>> Begin Supplied entries
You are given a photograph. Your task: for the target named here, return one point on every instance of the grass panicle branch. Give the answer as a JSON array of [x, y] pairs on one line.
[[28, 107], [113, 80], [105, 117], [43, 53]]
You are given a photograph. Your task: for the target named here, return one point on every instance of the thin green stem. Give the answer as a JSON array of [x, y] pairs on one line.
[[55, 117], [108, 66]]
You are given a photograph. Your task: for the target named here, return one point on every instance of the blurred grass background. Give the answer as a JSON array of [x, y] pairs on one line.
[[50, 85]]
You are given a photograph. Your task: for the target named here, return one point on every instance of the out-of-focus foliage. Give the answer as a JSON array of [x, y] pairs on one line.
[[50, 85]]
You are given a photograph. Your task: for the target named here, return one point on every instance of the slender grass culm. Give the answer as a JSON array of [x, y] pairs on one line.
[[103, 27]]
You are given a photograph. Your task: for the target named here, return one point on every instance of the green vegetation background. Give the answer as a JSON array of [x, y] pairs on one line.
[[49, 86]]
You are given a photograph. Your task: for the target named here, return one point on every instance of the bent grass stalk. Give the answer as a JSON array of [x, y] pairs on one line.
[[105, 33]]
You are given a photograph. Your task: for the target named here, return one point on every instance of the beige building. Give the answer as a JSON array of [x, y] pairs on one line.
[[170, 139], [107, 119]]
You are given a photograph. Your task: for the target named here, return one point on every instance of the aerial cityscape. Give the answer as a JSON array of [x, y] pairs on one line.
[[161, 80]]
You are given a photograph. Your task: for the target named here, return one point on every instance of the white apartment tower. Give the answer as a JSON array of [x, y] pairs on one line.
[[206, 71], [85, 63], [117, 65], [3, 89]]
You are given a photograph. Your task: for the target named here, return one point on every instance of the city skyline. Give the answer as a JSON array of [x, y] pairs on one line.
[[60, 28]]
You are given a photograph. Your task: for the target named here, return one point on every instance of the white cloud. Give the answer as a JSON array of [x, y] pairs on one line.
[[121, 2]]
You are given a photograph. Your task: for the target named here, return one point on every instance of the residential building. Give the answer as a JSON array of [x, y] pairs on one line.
>> End Supplied entries
▶ Written exercise
Repeat the entries above word for word, starting at the line that holds "the white cloud." and running through the end of the entries, with both ends included.

▶ The answer
You are given a photograph. Your task: for the target named here, return one point on every instance of the white cloud. Give the answer as a JSON array of [x, y] pairs on one line.
[[121, 2]]
You are given a photograph. Your task: for the target named here, return one point on every instance of the residential building. Give the answer as a JSON array of [x, y] pairs on one line.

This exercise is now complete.